• Excerpt provided:
━━━━━━━━━━━━━━━━━━━━
The original order made by the Court when sending back the reference for the Commissioner to record his finding on the question of residence, through inadvertence, was worded so as to suggest that the finding was to be recorded in respect of the assessment year 1935-36. A perusal of the judgment shows that the Court wanted a finding in respect of the relevant year. Before us Mr. Setalvad, who appeared for the Commissioner, intimated that the Commissioners finding is the same in respect of the accounting year and the reasons for his finding are the same as stated in his letter sent to the Court. The additional question raised by the Court, at the instance of the assessees, must therefore be answered in the affirmative. The registration certificate is a piece of evidence, which is material and relevant on which the Commissioner was entitled to rely. It is for the Commissioner to decide the question of fact and on the materials on record the Court has no reason to disturb it. On the reference the Commissioner had submitted three questions for the Courts decision :-
'1. Assuming that Rs. 58,599 is the correct amount of the excess remittance from Indore to Bombay, whether there was evidence before the Income-tax Officer on which he could treat the amount as a remittance from income for profit ?
2. Whether there was evidence before the Income-tax Officer on which he could include in the net amount of remittance from Indore to Bombay, the said sum of Rs. 89,000 debited to the assessees creditors and credited to their Indore shop account ?
3. Whether there was evidence before the Income-tax Officer on which he could hold that no portion of the said amount of Rs. 2,26,816 on the debit side of the Indore account was of the nature of a remittance from Bombay to Indore ?'
The third question is not pressed by the assessee and no answer is therefore given in respect of the same. For the second question the relevant facts are these : In the Bombay books two persons of the name of Pannalal Khupchand and Parasram Dulichand were creditors of the firm. The accounts of these two creditors were started in the Bombay books in Samvat year 1989-90 and at the beginning of the year of account in question Rs. 81,603 and Rs. 38,145 respectively stood to their credit. On 27 December 1933, their accounts were debited with Rs. 80,000 and Rs. 9,000 respectively by havalas passed on that date and corresponding amounts were credited to the Indore shop account. In the journal the entries were made as follows : 'Debited to your account as per your instructions and credited to the Indore shop.' These creditors were paid at Indore the said two sums out of the cash of the Indore firm. In addition to these facts, the Commissioner has pointed out in the reference that on 29th November, 1933, a sum of Rs. 85,000 in currency notes was sent by the Bombay firm to the Indore firm and on 5th February 1934, another sum of Rs. 50,000 was similarly sent from Bombay to Indore. The question is whether in these circumstances the two sums of Rs. 80,000 and Rs. 9,000 are to be treated as profits arising without British India to persons resident in British India and received or brought by them into British India. The question of residence is decided against the assessees. The material question therefore is whether these were received or brought into British India by the assessees. The second question submitted by the Commissioner does not being out the real question between the parties. We settle in thus : 'Whether the two sums of Rs. 80,000 and Rs. 9,000 being payments made to the two creditors at Indore, as stated in the statement of case by the Commissioner, were, under the circumstances of the case, received in or brought into British India.'
On behalf of the assessees counsel strongly relied on In re Multanchand Johurmal. In that case the assessees, an undivided Hindu family firm, carried on business in Calcutta and at two places in the State of Coochbihar, outside British India. There were remittances to and from these places and in the books of the Calcutta firm these remittances were shown as loans carrying interest. There were also other entries in the books entered as remittances from those two places which were in fact mere books entries covering payments by the Coochbihar firm to one J. K. on behalf of the Calcutta firm for moneys due to J. K. by the Calcutta firm. A question arose whether the payments made by the Coochbihar firm to J. K., on behalf of the Calcutta firm for moneys due to J. K. by the Calcutta firm, amounted to remittance in the British India by the firm at Coochbihar. Rankin, C.J., held that they did not amount to receipts in British India at all. It was sought to be argued that they were constructively received in British India; but that argument was also negatived. On behalf of the Commissioner reliance was placed on certain Madras decisions (some of which I shall presently refer to) but they were all distinguished. The other Judges agreed with that conclusion. The short point which was decided was that as the money was lying in Coochbihar and paid to creditors in Coochbihar no portion thereof was received in British India. The facts of that case are exactly similar to the present case. Mr. Setalvad frankly conceded that he is unable to distinguish the facts in the present case.
━━━━━━━━━━━━━━━━━━━━
• The task:
Do these statements agree with the court judgment above? Answer yes or no for each, and quote the exact words from the judgment that decide it. 1. The assessee pressed the third question. 2. On 29th November, 1933, the Bombay firm sent Rs. 85,000 in currency notes to the Indore firm. 3. Mr. Setalvad was able to show how the present case differs from In re Multanchand Johurmal.

• Supplied entries:
━━━━━━━━━━━━━━━━━━━━
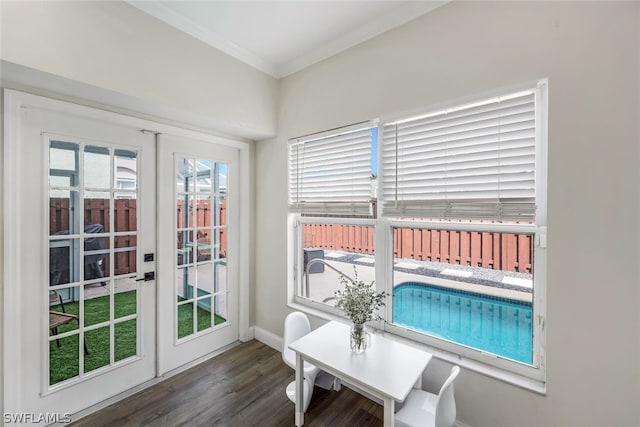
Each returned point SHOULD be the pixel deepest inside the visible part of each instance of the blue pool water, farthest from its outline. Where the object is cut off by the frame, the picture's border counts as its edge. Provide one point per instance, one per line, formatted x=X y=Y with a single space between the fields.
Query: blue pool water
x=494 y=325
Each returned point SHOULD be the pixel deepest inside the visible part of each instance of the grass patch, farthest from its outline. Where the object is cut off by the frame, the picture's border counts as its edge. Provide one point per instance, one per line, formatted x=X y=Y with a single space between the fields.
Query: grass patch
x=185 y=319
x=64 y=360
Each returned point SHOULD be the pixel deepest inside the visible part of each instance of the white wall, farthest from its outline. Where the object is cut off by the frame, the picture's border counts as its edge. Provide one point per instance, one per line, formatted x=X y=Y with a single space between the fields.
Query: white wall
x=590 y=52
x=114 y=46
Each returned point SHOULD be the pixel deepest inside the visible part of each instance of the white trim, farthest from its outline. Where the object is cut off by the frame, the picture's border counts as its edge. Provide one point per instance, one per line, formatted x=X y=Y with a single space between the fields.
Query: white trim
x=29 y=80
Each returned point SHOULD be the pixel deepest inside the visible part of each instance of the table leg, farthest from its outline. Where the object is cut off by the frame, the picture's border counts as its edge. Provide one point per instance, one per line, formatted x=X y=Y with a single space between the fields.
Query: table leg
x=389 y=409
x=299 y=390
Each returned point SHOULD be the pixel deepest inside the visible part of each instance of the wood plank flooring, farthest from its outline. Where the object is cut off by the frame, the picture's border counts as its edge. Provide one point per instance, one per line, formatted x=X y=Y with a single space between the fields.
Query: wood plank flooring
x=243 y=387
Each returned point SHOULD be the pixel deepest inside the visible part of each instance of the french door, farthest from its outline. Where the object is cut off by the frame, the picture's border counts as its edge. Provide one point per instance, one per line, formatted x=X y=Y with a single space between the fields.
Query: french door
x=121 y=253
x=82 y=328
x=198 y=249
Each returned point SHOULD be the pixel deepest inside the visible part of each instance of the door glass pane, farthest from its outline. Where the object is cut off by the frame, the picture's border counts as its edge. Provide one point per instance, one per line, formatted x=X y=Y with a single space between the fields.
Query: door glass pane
━━━━━━━━━━━━━━━━━━━━
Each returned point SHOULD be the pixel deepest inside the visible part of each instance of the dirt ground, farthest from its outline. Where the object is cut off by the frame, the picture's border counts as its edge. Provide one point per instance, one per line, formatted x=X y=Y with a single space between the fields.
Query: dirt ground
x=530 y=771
━━━━━━━━━━━━━━━━━━━━
• Answer to the task:
1. No: "The third question is not pressed by the assessee and no answer is therefore given in respect of the same."
2. Yes: "on 29th November, 1933, a sum of Rs. 85,000 in currency notes was sent by the Bombay firm to the Indore firm"
3. No: "Mr. Setalvad frankly conceded that he is unable to distinguish the facts in the present case."